» Stored data
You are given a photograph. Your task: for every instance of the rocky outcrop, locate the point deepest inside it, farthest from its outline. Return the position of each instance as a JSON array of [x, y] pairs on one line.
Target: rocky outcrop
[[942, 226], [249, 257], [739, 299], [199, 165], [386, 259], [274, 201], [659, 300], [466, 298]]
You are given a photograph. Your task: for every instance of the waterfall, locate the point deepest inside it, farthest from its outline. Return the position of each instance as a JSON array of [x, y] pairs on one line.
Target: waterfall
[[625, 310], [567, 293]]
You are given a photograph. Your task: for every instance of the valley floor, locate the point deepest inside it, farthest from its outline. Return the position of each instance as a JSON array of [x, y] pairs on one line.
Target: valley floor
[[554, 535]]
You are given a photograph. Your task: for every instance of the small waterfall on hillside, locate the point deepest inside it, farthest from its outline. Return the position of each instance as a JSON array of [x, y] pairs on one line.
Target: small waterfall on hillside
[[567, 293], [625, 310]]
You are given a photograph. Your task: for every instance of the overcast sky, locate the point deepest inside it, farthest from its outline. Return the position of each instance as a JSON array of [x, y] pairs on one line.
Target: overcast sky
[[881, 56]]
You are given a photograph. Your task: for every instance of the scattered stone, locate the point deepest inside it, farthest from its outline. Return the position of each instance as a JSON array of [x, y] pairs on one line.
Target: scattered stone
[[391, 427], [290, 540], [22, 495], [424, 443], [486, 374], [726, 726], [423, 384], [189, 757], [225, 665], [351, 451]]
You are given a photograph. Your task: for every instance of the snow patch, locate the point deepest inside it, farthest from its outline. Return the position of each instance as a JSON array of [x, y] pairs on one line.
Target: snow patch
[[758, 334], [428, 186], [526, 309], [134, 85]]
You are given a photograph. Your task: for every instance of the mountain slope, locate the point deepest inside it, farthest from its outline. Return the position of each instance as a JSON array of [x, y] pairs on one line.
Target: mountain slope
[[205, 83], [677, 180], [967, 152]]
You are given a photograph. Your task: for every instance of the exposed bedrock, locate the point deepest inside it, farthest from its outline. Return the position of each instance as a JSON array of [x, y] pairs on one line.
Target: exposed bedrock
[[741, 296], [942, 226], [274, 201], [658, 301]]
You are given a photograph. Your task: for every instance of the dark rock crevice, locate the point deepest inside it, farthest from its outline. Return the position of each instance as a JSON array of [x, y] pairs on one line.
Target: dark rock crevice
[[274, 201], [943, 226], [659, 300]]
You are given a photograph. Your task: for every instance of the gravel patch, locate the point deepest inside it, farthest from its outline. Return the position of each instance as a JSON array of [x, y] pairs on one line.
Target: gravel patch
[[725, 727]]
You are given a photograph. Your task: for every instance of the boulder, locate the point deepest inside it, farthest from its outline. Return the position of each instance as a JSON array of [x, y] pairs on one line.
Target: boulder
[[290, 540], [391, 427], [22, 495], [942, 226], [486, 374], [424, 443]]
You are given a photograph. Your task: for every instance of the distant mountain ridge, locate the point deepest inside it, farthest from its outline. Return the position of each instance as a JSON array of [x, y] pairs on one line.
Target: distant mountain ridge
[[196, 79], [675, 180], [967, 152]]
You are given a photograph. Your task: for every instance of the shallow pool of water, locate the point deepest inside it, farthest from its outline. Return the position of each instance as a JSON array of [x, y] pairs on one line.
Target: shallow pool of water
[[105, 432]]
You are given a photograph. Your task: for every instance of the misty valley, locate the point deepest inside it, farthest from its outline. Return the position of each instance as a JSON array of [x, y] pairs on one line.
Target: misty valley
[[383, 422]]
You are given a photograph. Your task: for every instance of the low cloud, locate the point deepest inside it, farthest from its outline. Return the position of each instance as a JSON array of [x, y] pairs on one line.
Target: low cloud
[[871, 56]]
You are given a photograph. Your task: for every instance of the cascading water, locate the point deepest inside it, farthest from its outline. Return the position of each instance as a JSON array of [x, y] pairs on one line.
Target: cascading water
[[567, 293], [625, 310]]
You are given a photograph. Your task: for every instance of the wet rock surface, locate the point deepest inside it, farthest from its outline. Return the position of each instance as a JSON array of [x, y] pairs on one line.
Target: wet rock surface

» Exercise brief
Search the entries for the string "surface" and collect each line that has it.

» Response for this exercise
You are given a photograph. Your task: for every instance of the wet rock surface, locate the point deepest inside it, farthest from its outline. Return the position of each instance as a JSON array of [x, y] pairs on one line.
Target: wet rock surface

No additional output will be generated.